> **PASSAGE SHOWN**:
Dictionary learning with low mutual coherence constraint

doi:10.1016/j.neucom.2020.04.135

Neurocomputing

Volume 407, 24 September 2020, Pages 163-174

https://doi.org/10.1016/j.neucom.2020.04.135 Get rights and content

Abstract

This paper presents efficient algorithms for learning low-coherence dictionaries. First, a new algorithm based on proximal methods is proposed to solve the dictionary learning (DL) problem regularized with the mutual coherence of dictionary. This is unlike the previous approaches that solve a regularized problem where an approximate incoherence promoting term, instead of the mutual coherence, is used to encourage low-coherency. Then, a new solver is proposed for constrained low-coherence DL problem, i.e., a DL problem with an explicit constraint on the mutual coherence of the dictionary. As opposed to current methods, which follow a suboptimal two-step approach, the new algorithm directly solves the associated DL problem. Using previous studies, convergence of the new schemes to critical points of the associated cost functions is also provided. Furthermore, it is shown that the proposed algorithms have lower iteration complexity than existing algorithms. Our simulation results on learning low-coherence dictionaries for natural image patches as well as image classification based on discriminative over-complete dictionary learning demonstrate the superiority of the proposed algorithms compared with the state-of-the-art method.

> **THINGS TO DO**:
(a) Pull out every line in the rows below that contains the word "person". Case matters.
(b) Carry on the abstract on low-coherence dictionary learning from its last sentence.

> **PROVIDED ENTRIES**:
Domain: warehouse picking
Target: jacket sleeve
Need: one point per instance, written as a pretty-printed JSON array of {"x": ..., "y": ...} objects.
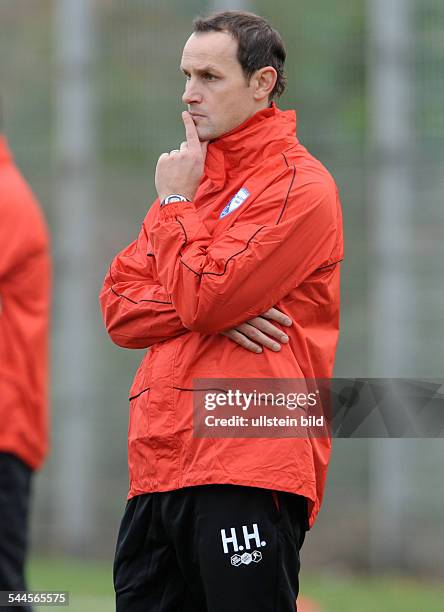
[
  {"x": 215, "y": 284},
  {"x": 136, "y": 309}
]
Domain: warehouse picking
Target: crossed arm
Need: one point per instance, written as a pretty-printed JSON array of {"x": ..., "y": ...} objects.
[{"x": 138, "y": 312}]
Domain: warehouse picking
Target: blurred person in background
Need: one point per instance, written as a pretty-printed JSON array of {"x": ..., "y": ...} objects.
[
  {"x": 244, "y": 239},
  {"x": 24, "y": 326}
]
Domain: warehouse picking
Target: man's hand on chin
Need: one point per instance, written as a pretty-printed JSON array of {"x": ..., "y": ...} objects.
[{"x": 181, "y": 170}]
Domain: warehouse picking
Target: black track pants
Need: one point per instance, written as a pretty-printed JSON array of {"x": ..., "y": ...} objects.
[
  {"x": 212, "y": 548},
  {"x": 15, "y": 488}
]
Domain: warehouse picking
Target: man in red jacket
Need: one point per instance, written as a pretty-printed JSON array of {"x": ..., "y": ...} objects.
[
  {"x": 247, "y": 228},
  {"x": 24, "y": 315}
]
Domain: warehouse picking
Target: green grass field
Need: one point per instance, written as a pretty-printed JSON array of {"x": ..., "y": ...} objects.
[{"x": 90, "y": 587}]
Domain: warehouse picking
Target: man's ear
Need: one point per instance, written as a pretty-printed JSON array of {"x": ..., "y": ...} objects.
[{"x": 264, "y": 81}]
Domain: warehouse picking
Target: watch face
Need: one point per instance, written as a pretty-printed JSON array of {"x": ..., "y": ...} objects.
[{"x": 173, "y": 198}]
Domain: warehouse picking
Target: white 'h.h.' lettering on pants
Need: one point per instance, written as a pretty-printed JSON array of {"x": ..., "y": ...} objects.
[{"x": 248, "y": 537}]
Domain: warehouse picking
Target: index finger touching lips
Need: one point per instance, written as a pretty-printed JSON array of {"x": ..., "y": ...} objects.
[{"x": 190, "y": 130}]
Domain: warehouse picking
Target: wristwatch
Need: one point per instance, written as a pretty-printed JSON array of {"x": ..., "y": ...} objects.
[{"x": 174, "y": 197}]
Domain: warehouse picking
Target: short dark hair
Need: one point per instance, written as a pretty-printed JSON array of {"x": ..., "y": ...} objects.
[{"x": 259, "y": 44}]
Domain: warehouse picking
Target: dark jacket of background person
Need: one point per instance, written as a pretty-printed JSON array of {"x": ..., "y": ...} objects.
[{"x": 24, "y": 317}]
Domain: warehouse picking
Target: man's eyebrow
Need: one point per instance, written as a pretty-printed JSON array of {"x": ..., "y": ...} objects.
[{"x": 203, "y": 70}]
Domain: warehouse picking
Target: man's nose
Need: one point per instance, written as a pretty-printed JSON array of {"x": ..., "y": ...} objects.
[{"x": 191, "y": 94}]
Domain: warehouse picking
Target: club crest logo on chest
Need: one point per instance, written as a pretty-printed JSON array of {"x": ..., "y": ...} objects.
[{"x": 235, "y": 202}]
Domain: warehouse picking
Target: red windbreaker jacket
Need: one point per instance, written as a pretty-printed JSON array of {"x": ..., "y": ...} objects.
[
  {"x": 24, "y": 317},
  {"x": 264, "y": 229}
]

> **ANSWERS TO THE EXERCISES**:
(a)
Target: blurred person in background
Target: dark jacket of background person

(b)
Introduction

Sparsity has been a key concept in a wide range of signal processing and machine learning problems over the last decade [1]. In particular, sparse signal approximation has been extensively utilized in a variety of applications, including image enhancement [2], [1]. To be more precise, let $y \in R^{n}$ denote the target signal, and ${\{d_{i}\}}_{i = 1}^{N}$ be a number of N atoms collected as the columns of a so-called dictionary $D = [d_{1}, \dots, d_{N}]$ . For more flexibility, the dictionary is usually chosen to be overcomplete, i.e., $N > n$ . Then, the approximation of $y$ over $D$ is written as $y \approx \sum_{i = 1}^{N} x_{i} d_{i} = Dx$ , where $x \in R^{N}$ is called the sparse representation vector, with most of its entries being zero. The sparse approximation problem is to find the sparsest $x$ . To this end, the following problem has to be solved: $\min_{x} ‖ x ‖_{0} s . t . ‖ y - Dx ‖_{2} ⩽ ∊,$ where $‖ . ‖_{0}$ , the so-called $ℓ_{0}$ (pseudo) norm, returns the number of non-zero entries, and $∊ ⩾ 0$ is an error tolerance. Various sparse recovery algorithms have been proposed, which are summarized in [3].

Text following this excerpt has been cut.